What is expected: Rewrite the items from the start of the records through the line holding "[[314, 228], [332, 104]]", inclusive, requests included. Shift every coordinate in the answers by adding 40 to each number, and leave the requests and their sample pairs unchanged.

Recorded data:
Begin

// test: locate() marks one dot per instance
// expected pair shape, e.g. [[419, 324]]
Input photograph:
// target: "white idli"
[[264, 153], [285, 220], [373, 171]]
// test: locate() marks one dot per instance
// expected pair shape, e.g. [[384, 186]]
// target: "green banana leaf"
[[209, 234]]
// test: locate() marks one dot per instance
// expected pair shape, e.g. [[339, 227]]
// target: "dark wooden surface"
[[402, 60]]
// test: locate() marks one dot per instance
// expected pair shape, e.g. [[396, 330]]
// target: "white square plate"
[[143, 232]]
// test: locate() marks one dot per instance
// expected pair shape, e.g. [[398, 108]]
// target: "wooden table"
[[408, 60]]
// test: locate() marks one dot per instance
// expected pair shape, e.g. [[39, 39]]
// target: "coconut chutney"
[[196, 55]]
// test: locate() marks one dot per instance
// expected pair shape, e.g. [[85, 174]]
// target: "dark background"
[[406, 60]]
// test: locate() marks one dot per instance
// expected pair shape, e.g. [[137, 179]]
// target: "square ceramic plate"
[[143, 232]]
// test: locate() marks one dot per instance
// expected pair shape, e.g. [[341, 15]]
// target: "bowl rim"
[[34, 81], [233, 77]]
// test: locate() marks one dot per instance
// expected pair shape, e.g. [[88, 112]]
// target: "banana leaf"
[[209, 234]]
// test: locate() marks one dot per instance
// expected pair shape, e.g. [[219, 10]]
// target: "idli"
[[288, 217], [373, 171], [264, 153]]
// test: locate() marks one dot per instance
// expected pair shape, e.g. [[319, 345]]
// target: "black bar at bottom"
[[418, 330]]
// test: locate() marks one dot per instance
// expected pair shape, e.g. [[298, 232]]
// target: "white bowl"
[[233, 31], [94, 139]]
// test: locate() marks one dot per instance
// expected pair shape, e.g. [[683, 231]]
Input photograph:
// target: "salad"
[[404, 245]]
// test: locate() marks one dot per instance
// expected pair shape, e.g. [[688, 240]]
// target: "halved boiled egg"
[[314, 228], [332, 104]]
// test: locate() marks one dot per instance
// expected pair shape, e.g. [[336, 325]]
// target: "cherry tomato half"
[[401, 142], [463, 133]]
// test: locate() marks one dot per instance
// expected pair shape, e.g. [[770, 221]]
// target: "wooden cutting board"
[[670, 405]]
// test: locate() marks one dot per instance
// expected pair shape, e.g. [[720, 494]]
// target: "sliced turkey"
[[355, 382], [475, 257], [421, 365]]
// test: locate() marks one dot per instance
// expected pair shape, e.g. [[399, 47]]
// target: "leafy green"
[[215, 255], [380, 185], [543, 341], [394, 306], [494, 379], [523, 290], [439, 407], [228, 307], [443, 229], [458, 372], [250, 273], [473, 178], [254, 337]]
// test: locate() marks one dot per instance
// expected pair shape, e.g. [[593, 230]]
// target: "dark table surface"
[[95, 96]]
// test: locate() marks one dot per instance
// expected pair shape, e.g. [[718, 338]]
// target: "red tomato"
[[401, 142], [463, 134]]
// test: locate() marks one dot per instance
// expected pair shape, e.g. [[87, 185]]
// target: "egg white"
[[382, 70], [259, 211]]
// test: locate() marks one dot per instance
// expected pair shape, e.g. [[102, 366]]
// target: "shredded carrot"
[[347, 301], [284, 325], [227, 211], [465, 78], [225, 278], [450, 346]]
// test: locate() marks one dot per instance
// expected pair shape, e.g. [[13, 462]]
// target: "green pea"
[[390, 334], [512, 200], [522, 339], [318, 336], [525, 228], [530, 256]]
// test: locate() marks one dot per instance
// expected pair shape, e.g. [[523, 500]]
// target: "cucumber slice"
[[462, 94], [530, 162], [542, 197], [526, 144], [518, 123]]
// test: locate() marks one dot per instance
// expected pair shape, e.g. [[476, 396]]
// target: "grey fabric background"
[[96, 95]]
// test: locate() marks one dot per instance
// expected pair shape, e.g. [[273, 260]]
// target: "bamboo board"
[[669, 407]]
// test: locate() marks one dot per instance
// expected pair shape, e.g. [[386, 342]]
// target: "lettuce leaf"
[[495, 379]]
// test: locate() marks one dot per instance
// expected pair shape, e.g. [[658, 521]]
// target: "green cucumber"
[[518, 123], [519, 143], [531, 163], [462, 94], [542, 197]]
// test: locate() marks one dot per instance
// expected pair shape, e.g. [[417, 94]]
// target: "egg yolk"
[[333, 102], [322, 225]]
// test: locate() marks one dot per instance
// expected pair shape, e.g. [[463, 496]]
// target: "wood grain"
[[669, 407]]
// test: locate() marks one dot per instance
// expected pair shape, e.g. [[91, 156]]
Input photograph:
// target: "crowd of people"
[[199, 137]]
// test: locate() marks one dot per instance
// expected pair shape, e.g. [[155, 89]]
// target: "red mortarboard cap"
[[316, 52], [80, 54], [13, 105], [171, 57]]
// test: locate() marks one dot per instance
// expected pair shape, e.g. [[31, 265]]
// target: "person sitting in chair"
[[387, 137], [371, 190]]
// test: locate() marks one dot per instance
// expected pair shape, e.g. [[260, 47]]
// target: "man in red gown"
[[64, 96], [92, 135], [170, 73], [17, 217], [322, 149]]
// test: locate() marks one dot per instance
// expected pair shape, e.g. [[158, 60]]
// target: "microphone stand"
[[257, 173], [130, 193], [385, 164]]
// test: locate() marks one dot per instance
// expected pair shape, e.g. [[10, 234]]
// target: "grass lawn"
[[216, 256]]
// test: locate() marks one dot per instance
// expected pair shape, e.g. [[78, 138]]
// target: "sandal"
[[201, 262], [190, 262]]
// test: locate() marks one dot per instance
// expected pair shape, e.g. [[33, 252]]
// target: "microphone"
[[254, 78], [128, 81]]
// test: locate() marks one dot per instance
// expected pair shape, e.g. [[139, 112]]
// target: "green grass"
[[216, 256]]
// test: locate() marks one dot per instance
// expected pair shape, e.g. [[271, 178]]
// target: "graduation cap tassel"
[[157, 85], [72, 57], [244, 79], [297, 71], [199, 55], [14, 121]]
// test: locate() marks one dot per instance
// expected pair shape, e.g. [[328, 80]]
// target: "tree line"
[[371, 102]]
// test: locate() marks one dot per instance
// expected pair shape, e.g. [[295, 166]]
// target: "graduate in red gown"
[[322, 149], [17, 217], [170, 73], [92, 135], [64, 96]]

End

Answer:
// test: locate() marks one dot per instance
// expected pair shape, e.g. [[419, 324]]
Input photograph:
// target: "white idli"
[[304, 193], [325, 260], [413, 211]]
// test: locate() marks one dot per instance
// expected pair shape, e.g. [[384, 186]]
// target: "green banana leaf"
[[249, 274]]
// test: locate() marks one dot per instance
// expected pair shape, e.g. [[339, 227]]
// target: "dark wooden surface"
[[442, 100]]
// test: locate() marks one dot per instance
// expected pair shape, e.g. [[396, 330]]
// target: "white square plate"
[[183, 272]]
// test: locate() marks one dot per instance
// expected pair shape, e.g. [[398, 108]]
// target: "wooden table"
[[448, 100]]
// test: locate() marks one dot per instance
// expected pair shape, e.g. [[39, 39]]
// target: "coconut chutney"
[[236, 95]]
// test: locate() marks one dot per instance
// expected pair shape, e.g. [[85, 174]]
// target: "dark background"
[[446, 100]]
// test: locate() marks one dot per instance
// expected pair shape, e.g. [[137, 179]]
// target: "square ceramic plate"
[[183, 272]]
// test: locate() marks one dot per instance
// expected pair shape, e.g. [[341, 15]]
// target: "bowl rim"
[[74, 121], [273, 117]]
// test: locate() marks one dot per instance
// expected pair shape, e.g. [[88, 112]]
// target: "banana leaf"
[[249, 274]]
// test: locate() marks one dot per instance
// expected pair shape, e.g. [[219, 10]]
// target: "idli"
[[328, 257], [413, 211], [304, 193]]
// test: locate() marks one dot per instance
// expected pair shape, e.g. [[319, 345]]
// target: "black bar at bottom"
[[458, 370]]
// test: locate() marks one dot per instance
// expected pair shape, e.g. [[298, 232]]
// target: "white bowl"
[[273, 71], [134, 179]]
// test: locate() marks one dot per instance
// expected pair shape, e.g. [[683, 231]]
Input photograph:
// target: "salad"
[[444, 285]]
// test: locate() marks one dot per instance
// expected pair shape, e.g. [[688, 240]]
// target: "halved boiled egg"
[[354, 268], [372, 144]]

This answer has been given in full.